### Input material
┌────────

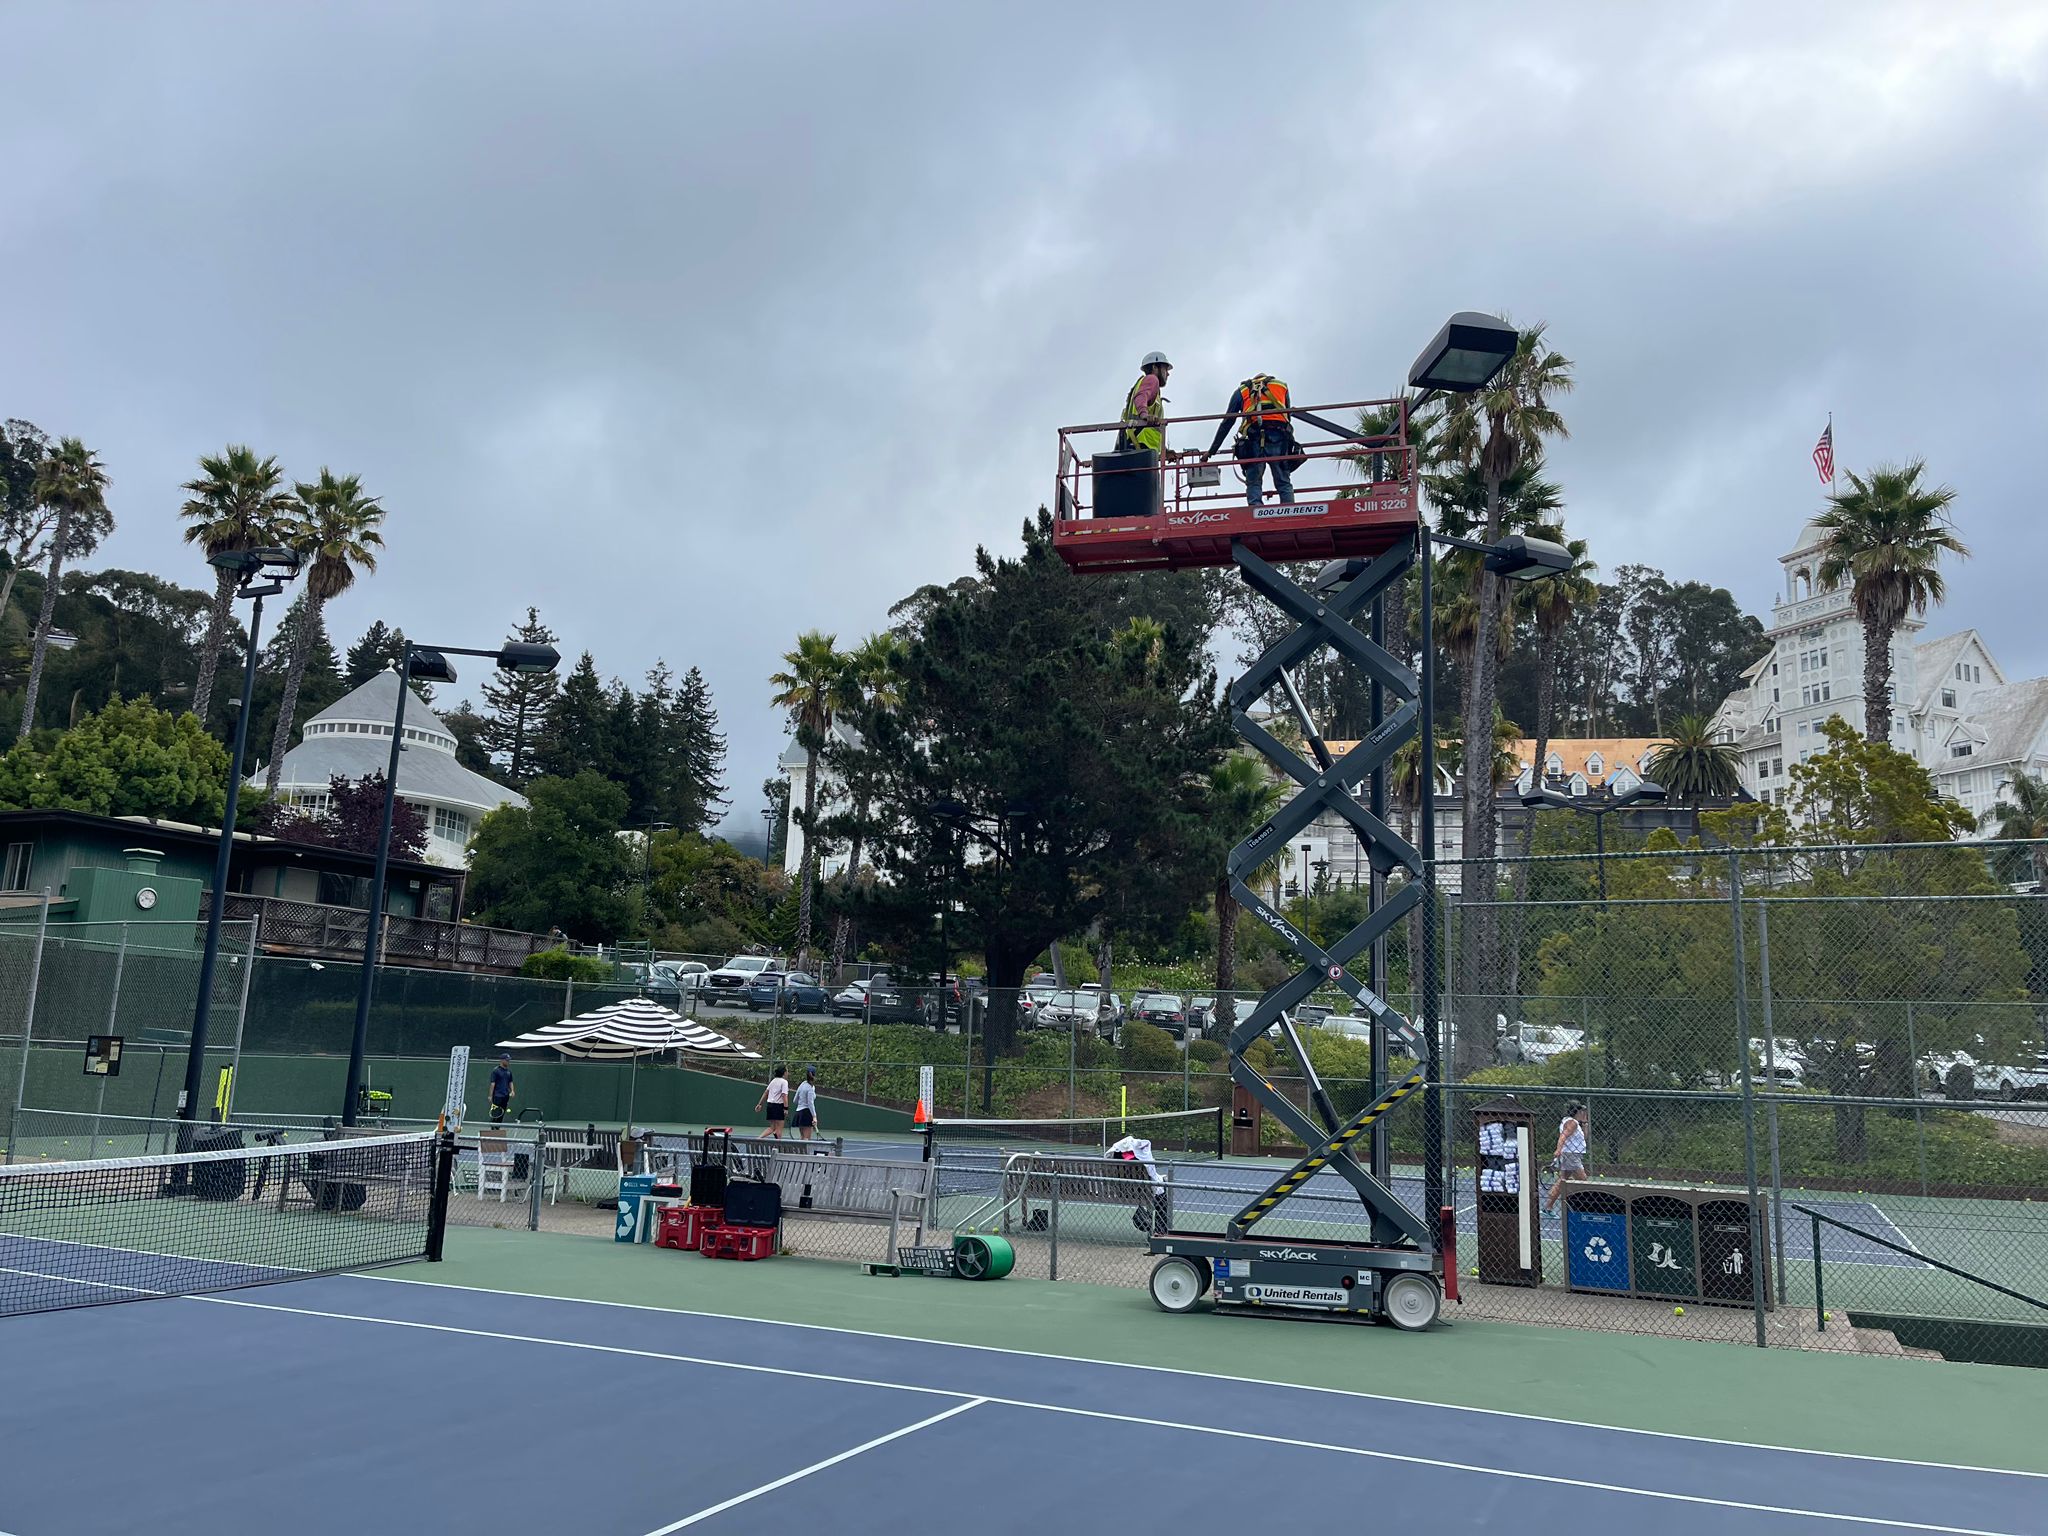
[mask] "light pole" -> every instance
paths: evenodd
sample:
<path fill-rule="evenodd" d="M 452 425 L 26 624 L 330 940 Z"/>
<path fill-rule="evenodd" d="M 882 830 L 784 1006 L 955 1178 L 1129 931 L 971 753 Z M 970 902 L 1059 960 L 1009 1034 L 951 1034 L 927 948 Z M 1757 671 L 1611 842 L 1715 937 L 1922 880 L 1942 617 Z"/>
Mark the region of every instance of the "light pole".
<path fill-rule="evenodd" d="M 215 570 L 229 571 L 236 595 L 254 598 L 249 613 L 249 656 L 242 665 L 242 708 L 235 717 L 235 744 L 228 757 L 227 804 L 221 811 L 220 842 L 213 852 L 213 901 L 206 909 L 206 944 L 199 952 L 199 996 L 192 1004 L 192 1045 L 185 1056 L 185 1096 L 178 1118 L 199 1118 L 200 1080 L 206 1075 L 206 1026 L 213 1013 L 213 973 L 220 963 L 221 913 L 228 904 L 228 864 L 235 851 L 235 813 L 242 803 L 242 754 L 249 744 L 249 704 L 256 692 L 257 641 L 263 630 L 263 599 L 284 591 L 299 574 L 299 557 L 289 549 L 234 549 L 211 556 Z M 201 721 L 201 725 L 205 722 Z M 180 1150 L 191 1144 L 189 1126 L 179 1133 Z"/>
<path fill-rule="evenodd" d="M 1465 317 L 1458 317 L 1459 319 Z M 1453 320 L 1453 325 L 1457 320 Z M 1450 329 L 1450 327 L 1446 327 Z M 1512 336 L 1512 332 L 1508 333 Z M 1425 357 L 1428 355 L 1424 354 Z M 1495 371 L 1504 365 L 1507 355 L 1502 354 L 1495 363 Z M 1416 364 L 1420 369 L 1422 364 Z M 1487 375 L 1491 378 L 1492 375 Z M 1411 376 L 1411 382 L 1413 378 Z M 1483 380 L 1481 382 L 1484 382 Z M 1441 387 L 1441 386 L 1440 386 Z M 1477 388 L 1468 385 L 1467 388 Z M 1522 534 L 1510 534 L 1493 544 L 1482 544 L 1474 539 L 1453 538 L 1447 533 L 1436 533 L 1425 524 L 1420 532 L 1422 540 L 1422 761 L 1417 774 L 1417 796 L 1422 801 L 1422 847 L 1423 847 L 1423 888 L 1422 888 L 1422 977 L 1420 981 L 1420 1006 L 1417 1011 L 1423 1018 L 1423 1033 L 1428 1047 L 1429 1060 L 1423 1064 L 1425 1074 L 1423 1089 L 1423 1138 L 1428 1143 L 1422 1161 L 1422 1207 L 1425 1211 L 1440 1210 L 1444 1203 L 1443 1173 L 1443 1031 L 1437 1018 L 1437 953 L 1436 953 L 1436 585 L 1434 571 L 1436 560 L 1430 553 L 1431 544 L 1443 544 L 1453 549 L 1466 549 L 1485 556 L 1485 568 L 1495 576 L 1510 581 L 1542 581 L 1571 569 L 1572 554 L 1562 544 L 1548 539 L 1532 539 Z M 1467 756 L 1470 757 L 1468 743 Z M 1468 766 L 1467 771 L 1472 771 Z M 1463 895 L 1462 886 L 1460 895 Z"/>
<path fill-rule="evenodd" d="M 1542 810 L 1577 811 L 1581 816 L 1593 818 L 1593 847 L 1595 867 L 1600 871 L 1600 906 L 1607 906 L 1607 818 L 1616 811 L 1628 810 L 1637 805 L 1662 805 L 1669 796 L 1662 784 L 1653 784 L 1644 779 L 1633 789 L 1611 796 L 1604 805 L 1584 805 L 1570 795 L 1561 794 L 1543 782 L 1541 763 L 1531 766 L 1529 792 L 1522 796 L 1522 804 L 1530 815 Z"/>
<path fill-rule="evenodd" d="M 562 664 L 552 645 L 508 641 L 495 651 L 459 645 L 408 645 L 398 663 L 398 708 L 391 717 L 391 765 L 384 772 L 384 815 L 377 829 L 377 865 L 370 877 L 370 911 L 363 929 L 363 975 L 356 987 L 355 1036 L 348 1048 L 348 1081 L 342 1088 L 341 1123 L 356 1123 L 356 1099 L 363 1086 L 363 1050 L 370 1038 L 370 999 L 377 990 L 377 948 L 384 926 L 384 881 L 391 868 L 391 818 L 398 806 L 398 754 L 405 748 L 405 697 L 414 678 L 452 683 L 450 656 L 488 656 L 506 672 L 552 672 Z"/>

└────────

### How to complete this task
Take the listing above and repeat exactly the lines from the one containing "452 425 L 26" through the one containing "1178 L 1129", both included.

### Exercise answer
<path fill-rule="evenodd" d="M 452 425 L 26 624 L 330 940 Z"/>
<path fill-rule="evenodd" d="M 882 830 L 784 1006 L 955 1178 L 1129 931 L 971 753 Z M 970 902 L 1059 960 L 1009 1034 L 951 1034 L 927 948 Z M 1757 671 L 1611 842 L 1715 937 L 1922 880 L 1942 617 Z"/>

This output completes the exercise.